▶ [WHAT THE TASK ASKS]: Please restate, word for word, each line from the one containing "For every instance of the column" through the end of the entries below.
═════ EXERCISE INPUT ═════
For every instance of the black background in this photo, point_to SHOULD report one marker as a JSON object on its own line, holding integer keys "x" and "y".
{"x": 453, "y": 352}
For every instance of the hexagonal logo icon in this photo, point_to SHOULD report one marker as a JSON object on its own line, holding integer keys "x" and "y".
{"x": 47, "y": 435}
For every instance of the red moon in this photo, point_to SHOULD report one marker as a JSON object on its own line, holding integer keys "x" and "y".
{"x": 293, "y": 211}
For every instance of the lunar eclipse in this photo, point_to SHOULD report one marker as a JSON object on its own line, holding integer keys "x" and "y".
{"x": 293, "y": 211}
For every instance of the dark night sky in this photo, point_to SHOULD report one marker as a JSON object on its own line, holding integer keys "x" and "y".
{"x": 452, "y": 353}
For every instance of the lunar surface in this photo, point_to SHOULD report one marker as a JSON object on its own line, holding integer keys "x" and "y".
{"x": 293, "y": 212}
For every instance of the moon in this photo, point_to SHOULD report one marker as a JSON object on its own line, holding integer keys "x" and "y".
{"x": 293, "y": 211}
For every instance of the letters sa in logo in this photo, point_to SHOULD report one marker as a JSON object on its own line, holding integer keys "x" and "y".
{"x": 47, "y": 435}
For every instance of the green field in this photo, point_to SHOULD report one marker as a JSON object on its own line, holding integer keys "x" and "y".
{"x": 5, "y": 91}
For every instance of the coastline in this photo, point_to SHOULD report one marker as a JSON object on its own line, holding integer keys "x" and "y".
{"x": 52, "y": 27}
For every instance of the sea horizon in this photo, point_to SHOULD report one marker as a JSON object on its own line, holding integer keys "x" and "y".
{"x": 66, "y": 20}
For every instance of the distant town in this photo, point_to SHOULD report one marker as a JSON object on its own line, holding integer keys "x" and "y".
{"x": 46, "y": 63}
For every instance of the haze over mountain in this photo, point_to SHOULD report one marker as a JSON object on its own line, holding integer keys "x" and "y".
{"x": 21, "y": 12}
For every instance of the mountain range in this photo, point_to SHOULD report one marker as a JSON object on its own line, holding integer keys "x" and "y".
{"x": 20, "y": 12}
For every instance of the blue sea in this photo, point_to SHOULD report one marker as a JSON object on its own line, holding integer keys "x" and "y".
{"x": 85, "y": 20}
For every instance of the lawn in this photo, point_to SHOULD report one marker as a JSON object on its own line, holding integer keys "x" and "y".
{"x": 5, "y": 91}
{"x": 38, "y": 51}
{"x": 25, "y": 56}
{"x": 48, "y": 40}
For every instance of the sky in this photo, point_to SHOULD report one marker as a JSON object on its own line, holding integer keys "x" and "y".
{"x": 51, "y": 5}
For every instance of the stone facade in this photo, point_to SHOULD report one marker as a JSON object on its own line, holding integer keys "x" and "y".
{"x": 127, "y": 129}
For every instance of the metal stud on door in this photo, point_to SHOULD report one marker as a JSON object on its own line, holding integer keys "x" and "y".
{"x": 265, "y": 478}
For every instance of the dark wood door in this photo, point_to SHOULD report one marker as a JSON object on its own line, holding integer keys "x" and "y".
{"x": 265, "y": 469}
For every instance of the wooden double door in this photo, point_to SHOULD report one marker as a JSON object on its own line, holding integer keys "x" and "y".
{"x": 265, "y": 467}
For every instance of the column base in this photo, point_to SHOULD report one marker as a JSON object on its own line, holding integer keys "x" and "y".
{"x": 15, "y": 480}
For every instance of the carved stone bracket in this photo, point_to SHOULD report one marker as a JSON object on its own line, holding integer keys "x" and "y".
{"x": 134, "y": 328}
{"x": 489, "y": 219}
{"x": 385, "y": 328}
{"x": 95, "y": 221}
═════
▶ [ANSWER TO THE PROBLEM]:
For every instance of the column base in this photo, point_to SHOULD report one marker as a JSON object on its own line, holding integer keys "x" and "y".
{"x": 15, "y": 480}
For every instance of the carved stone bracket in this photo, point_to SHOULD report one marker as a JSON object on its own line, holding integer keys "x" and "y".
{"x": 134, "y": 328}
{"x": 489, "y": 219}
{"x": 385, "y": 328}
{"x": 95, "y": 221}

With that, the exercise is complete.